WHAT THE TASK ASKS
Convert only the lines of data starting with the line containing "Could you kindly segment every instance of the blue round" and going on through the line containing "95], [80, 96]]" into a Markdown table with two columns, Row and Text. Number the lines in Row, and leave out any blank lines.

RECORDED DATA
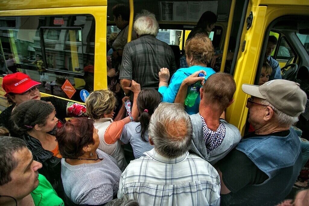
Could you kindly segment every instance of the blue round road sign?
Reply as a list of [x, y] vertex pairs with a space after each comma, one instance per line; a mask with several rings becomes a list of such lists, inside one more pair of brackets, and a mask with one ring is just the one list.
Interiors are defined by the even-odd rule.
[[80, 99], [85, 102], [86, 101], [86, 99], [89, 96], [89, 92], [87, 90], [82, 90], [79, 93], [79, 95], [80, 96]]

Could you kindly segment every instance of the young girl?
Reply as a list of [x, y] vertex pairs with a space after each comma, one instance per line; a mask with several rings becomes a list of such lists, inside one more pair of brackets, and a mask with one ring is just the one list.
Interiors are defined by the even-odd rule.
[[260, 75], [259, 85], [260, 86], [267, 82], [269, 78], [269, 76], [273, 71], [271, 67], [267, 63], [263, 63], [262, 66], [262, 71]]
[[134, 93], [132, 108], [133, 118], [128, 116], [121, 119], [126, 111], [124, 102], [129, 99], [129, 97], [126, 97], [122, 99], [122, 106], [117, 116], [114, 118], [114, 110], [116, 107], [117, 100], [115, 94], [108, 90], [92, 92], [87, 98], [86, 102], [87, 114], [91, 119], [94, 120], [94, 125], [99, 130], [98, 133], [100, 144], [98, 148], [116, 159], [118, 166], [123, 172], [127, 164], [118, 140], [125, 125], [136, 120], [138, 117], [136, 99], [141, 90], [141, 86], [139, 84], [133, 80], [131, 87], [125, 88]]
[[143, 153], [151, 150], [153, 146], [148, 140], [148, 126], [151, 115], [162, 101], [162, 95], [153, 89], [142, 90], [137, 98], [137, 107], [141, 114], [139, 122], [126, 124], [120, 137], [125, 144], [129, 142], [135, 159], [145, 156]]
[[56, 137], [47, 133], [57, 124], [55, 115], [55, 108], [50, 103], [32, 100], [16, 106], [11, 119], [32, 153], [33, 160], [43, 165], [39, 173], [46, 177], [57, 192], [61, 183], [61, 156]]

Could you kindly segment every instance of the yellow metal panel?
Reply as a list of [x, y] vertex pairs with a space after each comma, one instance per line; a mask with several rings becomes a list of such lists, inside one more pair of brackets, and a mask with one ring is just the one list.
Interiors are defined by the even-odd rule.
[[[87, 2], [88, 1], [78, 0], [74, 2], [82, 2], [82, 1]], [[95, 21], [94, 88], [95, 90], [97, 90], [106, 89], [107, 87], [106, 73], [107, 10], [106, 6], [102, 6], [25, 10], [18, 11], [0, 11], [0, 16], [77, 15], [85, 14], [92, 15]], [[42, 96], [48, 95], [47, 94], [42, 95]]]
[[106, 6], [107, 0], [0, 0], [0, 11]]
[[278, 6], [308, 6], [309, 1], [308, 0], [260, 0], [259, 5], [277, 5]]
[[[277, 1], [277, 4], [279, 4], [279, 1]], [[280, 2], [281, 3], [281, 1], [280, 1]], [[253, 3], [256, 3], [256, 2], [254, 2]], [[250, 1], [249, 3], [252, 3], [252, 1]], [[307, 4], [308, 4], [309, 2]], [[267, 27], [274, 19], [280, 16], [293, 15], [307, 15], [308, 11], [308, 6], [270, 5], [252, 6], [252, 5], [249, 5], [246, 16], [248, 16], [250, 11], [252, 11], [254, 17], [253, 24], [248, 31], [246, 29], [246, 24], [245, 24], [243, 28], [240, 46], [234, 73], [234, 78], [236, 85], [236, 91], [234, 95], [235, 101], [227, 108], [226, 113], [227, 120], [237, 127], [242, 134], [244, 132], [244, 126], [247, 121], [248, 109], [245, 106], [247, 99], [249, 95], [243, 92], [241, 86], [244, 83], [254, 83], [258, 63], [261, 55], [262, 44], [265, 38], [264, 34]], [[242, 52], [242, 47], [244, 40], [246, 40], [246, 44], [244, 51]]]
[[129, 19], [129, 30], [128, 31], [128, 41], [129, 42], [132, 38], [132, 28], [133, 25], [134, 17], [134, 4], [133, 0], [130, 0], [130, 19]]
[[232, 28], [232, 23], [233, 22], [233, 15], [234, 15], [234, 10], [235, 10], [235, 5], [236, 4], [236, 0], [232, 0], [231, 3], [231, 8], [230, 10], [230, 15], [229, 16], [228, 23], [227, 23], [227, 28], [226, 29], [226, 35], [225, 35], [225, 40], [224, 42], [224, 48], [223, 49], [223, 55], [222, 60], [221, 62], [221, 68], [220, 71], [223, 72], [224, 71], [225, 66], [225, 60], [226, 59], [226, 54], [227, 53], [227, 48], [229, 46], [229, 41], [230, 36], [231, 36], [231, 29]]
...
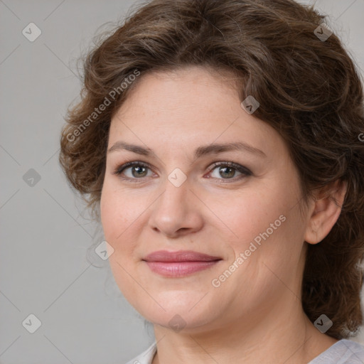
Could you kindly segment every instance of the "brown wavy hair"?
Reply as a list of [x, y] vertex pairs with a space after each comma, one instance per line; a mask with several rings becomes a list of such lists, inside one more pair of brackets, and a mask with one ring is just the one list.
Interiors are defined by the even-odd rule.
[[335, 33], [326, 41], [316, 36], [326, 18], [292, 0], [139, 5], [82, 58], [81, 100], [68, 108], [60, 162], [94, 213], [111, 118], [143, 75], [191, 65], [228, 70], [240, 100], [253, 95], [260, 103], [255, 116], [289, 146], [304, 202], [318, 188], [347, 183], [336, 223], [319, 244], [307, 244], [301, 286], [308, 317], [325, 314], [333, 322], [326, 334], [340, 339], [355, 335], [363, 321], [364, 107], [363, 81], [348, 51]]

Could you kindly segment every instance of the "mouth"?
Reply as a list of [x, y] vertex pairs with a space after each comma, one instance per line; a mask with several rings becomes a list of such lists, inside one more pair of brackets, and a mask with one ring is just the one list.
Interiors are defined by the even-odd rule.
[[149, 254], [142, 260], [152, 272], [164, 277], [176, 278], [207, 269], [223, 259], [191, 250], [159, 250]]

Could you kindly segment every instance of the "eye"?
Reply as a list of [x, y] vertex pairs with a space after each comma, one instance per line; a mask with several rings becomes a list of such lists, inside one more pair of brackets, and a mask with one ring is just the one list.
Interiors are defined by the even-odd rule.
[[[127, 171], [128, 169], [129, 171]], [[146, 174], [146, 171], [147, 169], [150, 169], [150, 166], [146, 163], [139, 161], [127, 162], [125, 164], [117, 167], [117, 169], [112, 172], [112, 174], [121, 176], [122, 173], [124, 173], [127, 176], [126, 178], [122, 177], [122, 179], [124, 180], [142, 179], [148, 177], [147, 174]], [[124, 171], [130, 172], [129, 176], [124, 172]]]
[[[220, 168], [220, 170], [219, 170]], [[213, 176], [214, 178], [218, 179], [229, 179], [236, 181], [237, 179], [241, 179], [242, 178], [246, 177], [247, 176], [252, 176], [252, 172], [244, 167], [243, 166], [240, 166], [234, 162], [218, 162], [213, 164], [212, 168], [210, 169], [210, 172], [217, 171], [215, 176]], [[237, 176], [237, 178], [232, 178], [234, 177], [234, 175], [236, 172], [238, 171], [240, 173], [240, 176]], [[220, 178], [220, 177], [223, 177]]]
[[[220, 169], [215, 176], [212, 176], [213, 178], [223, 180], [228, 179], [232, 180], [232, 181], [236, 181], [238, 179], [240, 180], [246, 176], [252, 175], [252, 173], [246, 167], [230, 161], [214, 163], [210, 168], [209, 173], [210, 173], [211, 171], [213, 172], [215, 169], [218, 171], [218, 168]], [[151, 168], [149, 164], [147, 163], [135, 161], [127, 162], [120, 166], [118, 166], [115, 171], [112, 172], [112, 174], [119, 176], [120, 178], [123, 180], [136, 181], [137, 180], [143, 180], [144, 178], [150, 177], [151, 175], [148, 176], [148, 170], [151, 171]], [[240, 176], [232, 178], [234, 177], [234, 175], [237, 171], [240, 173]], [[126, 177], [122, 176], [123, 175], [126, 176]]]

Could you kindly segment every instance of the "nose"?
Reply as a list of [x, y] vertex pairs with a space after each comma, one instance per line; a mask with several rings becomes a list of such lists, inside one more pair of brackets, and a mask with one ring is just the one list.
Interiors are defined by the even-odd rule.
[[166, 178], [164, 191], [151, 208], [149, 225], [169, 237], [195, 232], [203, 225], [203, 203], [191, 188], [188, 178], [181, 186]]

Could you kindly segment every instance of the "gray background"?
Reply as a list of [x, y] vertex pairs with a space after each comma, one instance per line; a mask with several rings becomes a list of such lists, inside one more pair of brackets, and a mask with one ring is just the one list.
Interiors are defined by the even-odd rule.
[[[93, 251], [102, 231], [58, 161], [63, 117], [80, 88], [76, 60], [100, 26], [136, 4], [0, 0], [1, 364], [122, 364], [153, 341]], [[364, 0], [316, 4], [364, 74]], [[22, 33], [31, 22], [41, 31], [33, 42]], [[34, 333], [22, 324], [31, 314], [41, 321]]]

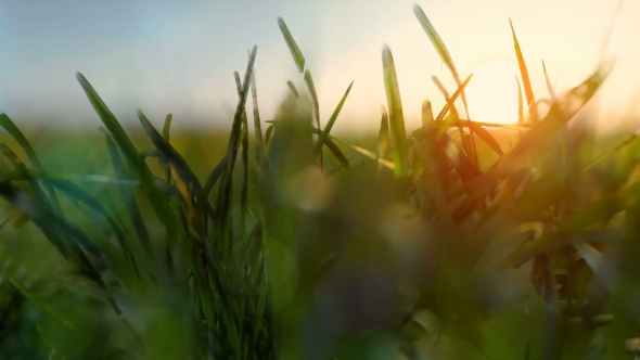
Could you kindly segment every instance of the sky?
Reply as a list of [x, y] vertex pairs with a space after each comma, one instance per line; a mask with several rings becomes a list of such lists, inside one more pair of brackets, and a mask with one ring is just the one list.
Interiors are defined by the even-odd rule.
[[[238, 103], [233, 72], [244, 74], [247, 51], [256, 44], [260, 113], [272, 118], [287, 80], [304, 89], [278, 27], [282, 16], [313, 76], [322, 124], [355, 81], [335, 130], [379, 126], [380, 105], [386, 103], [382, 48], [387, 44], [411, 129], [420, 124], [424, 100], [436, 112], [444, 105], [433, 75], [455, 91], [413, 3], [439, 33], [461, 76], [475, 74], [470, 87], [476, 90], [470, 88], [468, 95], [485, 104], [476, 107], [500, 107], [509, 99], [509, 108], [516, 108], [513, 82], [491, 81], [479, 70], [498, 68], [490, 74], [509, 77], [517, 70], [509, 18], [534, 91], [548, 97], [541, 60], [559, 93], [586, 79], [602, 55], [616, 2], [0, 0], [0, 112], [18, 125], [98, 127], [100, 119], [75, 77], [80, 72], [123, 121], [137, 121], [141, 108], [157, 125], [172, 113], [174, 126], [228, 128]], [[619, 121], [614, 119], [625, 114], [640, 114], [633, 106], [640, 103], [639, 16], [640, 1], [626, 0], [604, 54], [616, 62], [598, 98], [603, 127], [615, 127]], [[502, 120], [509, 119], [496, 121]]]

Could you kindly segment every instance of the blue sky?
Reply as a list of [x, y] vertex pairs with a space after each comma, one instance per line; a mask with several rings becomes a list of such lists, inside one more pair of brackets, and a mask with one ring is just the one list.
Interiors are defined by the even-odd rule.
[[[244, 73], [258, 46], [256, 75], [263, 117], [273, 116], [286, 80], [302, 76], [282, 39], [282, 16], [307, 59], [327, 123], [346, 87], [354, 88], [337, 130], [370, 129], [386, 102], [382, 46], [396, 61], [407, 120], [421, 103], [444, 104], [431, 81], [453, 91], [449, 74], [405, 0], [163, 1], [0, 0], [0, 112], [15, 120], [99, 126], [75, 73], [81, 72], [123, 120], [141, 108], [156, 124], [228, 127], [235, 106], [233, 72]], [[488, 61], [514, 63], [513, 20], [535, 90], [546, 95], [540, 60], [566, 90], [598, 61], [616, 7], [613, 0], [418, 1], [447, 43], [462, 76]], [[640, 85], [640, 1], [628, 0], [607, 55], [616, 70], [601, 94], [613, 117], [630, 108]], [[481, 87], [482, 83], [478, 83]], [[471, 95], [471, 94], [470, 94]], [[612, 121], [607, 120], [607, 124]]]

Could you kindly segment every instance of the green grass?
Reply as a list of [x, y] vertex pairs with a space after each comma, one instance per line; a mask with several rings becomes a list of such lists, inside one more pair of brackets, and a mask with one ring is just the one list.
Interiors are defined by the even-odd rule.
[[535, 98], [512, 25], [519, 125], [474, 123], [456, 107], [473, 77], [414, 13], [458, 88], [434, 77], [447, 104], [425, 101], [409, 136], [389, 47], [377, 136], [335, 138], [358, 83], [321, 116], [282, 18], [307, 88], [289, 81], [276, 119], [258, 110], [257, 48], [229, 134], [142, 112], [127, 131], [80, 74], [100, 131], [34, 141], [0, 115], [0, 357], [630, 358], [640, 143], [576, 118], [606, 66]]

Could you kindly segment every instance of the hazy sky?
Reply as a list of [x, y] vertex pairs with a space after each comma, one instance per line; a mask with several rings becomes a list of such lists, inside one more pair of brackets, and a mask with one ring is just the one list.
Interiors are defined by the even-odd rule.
* * *
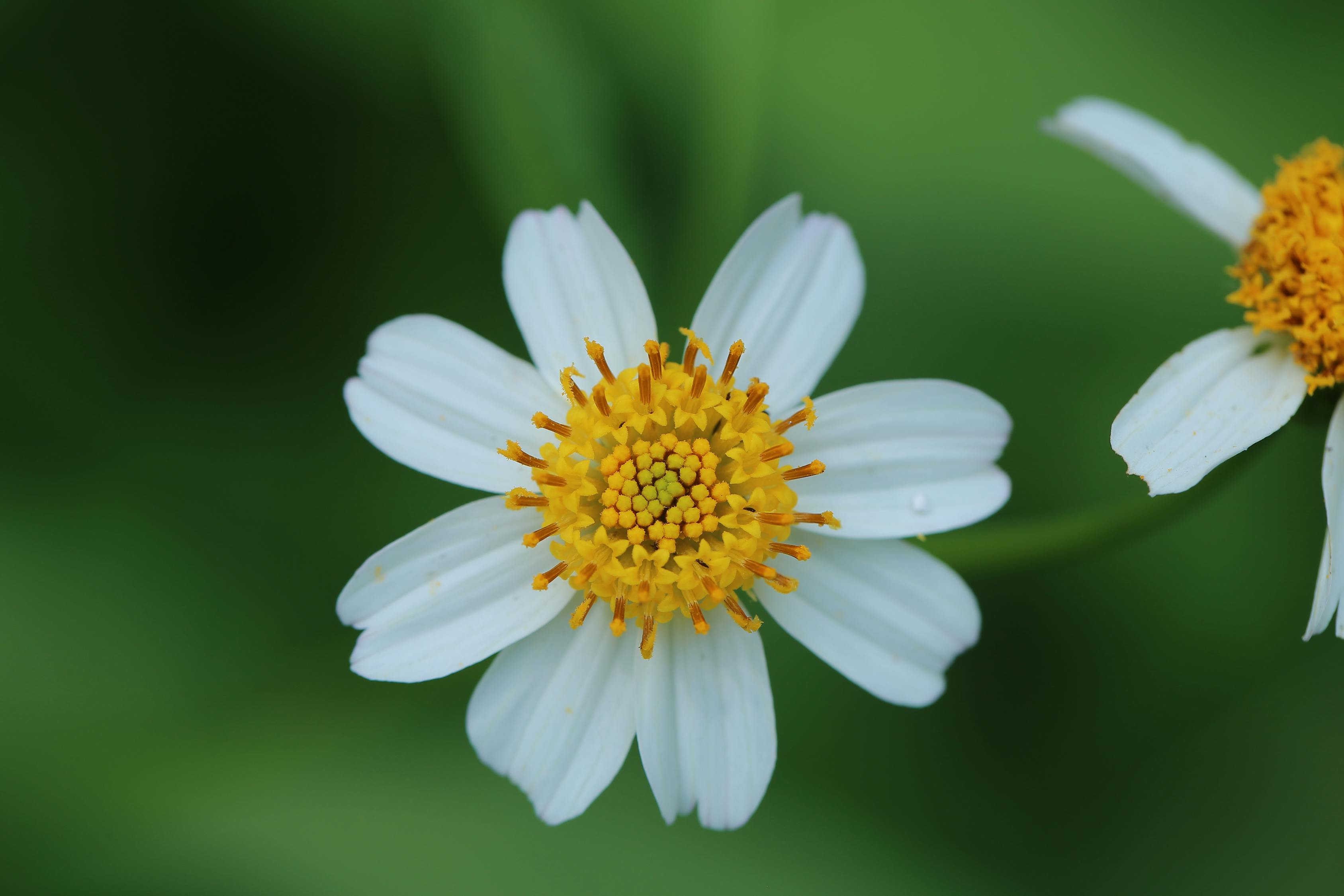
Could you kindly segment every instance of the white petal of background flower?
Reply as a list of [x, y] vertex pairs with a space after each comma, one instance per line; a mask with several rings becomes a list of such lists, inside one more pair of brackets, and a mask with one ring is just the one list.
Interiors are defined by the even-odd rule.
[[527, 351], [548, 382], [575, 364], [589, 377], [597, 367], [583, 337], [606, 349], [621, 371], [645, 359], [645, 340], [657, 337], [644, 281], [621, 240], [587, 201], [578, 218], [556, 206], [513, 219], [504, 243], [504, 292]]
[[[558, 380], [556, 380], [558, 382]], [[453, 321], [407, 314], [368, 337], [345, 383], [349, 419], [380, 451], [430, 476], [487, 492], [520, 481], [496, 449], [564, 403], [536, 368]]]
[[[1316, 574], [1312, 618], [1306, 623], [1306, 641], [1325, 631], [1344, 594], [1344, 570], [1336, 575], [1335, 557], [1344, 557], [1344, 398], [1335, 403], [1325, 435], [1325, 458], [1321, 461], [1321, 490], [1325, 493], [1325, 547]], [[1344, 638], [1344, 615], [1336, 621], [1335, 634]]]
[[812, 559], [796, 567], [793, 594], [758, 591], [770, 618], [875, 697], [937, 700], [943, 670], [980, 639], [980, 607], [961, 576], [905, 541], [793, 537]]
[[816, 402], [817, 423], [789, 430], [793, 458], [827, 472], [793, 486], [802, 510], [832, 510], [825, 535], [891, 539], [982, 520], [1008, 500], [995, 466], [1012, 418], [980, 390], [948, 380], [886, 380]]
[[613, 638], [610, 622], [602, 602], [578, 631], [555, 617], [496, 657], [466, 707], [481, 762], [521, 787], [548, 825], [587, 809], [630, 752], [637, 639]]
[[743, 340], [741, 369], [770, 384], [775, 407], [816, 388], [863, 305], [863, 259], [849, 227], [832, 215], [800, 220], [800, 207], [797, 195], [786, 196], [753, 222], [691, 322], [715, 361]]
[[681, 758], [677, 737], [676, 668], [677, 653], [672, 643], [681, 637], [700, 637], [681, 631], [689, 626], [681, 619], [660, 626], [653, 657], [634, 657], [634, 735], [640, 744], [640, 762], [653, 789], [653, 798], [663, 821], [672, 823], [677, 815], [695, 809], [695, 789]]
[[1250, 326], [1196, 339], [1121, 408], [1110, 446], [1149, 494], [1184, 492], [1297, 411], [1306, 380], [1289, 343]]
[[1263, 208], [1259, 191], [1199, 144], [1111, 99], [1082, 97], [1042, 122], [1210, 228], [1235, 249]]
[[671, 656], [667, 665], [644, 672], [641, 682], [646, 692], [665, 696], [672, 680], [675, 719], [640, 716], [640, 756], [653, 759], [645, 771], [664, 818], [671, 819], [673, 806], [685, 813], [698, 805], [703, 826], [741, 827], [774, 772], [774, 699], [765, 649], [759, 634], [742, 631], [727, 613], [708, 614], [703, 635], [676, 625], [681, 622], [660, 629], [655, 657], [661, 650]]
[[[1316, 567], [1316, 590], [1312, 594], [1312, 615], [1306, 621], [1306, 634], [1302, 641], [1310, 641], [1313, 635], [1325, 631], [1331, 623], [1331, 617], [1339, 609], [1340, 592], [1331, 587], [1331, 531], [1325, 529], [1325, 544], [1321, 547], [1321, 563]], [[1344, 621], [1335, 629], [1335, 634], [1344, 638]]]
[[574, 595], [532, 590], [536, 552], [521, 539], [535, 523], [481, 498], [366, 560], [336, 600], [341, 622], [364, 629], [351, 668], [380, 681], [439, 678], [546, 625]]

THE ANSWER
| Row | Text |
|---|---|
| 1 | Could you kindly segment every instance of the blue round road sign? |
| 2 | Reply as a list of [x, y] vertex pairs with a space after each comma, one instance per line; a mask with several rings becomes a list of such lists, inside one more pair of brackets, and a mask with one ring is just the one list. |
| 3 | Interiors are defined by the even-odd rule. |
| 4 | [[80, 99], [85, 102], [86, 101], [86, 99], [89, 96], [89, 92], [87, 90], [82, 90], [79, 93], [79, 95], [80, 96]] |